- [STATED GOAL]:
Quote the full caution to lawyers about acting as an executor, word for word.

- [DOCUMENT SECTION]:

◆ ◆ ◆ ◆ ◆ ◆ ◆

A caution to lawyers who may agree to act as an executor.
Lawyers often agree to be the executor for the estate of a client, friend, or family member. This situation usually only arises if no one else is readily available to act, and the client resists the suggestion of engaging with a trust company (which is common). Acting as an executor can potentially result in a bad outcome for the lawyer. “No Good Deed Goes Unpunished,” as they say.
The lawyer will typically request that a clause be placed in the will which allows for payment at the hourly rate of the lawyer as at time of passing of the client. Some lawyers may go so far as to ask for an agreement (akin to a trust company) allowing the lawyer to charge based on a percentage of the estate. However, you can bet that beneficiaries wont’ be happy paying a high hourly rate while the lawyer, as executor, sorts tea-cups and polishes silverware. Lawyers should be aware that in Manitoba any provision which fixes his or her compensation – whether by a clause in the Will or an outside agreement – is not valid unless approved by a judge (see subsection 90(5) of the Trustee Act). If the fee agreement suggests a percentage which results in a large fee, the lawyer may get in trouble if he or she hasn’t suggested that the testator receive independent legal advice prior to execution. In that case, a large fee tends to look and smell like a gift to a judge – expressly verboten under Law Society rules except in very specific circumstances.

◆ ◆ ◆ ◆ ◆ ◆ ◆

- [SOURCE DATA]:
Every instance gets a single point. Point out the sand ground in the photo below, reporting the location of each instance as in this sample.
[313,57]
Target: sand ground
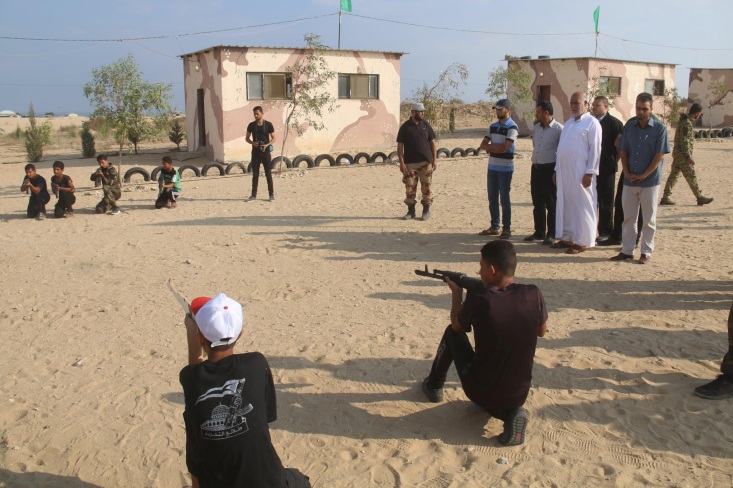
[94,342]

◆ ◆ ◆ ◆ ◆ ◆ ◆

- [RESPONSE TO THIS EXERCISE]:
A caution to lawyers who may agree to act as an executor.
Lawyers often agree to be the executor for the estate of a client, friend, or family member. This situation usually only arises if no one else is readily available to act, and the client resists the suggestion of engaging with a trust company (which is common). Acting as an executor can potentially result in a bad outcome for the lawyer. “No Good Deed Goes Unpunished,” as they say.
The lawyer will typically request that a clause be placed in the will which allows for payment at the hourly rate of the lawyer as at time of passing of the client. Some lawyers may go so far as to ask for an agreement (akin to a trust company) allowing the lawyer to charge based on a percentage of the estate. However, you can bet that beneficiaries wont’ be happy paying a high hourly rate while the lawyer, as executor, sorts tea-cups and polishes silverware. Lawyers should be aware that in Manitoba any provision which fixes his or her compensation – whether by a clause in the Will or an outside agreement – is not valid unless approved by a judge (see subsection 90(5) of the Trustee Act). If the fee agreement suggests a percentage which results in a large fee, the lawyer may get in trouble if he or she hasn’t suggested that the testator receive independent legal advice prior to execution. In that case, a large fee tends to look and smell like a gift to a judge – expressly verboten under Law Society rules except in very specific circumstances.